What the task requires: Reproduce the records with every "scone" switched to "muffin", leaving all else unchanged.

Recorded information:
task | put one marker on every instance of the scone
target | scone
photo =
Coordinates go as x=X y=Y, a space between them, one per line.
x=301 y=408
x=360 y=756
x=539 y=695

Task answer:
task | put one marker on every instance of the muffin
target | muffin
photo =
Coordinates go as x=X y=Y, a space between them, one per line.
x=301 y=408
x=360 y=756
x=539 y=695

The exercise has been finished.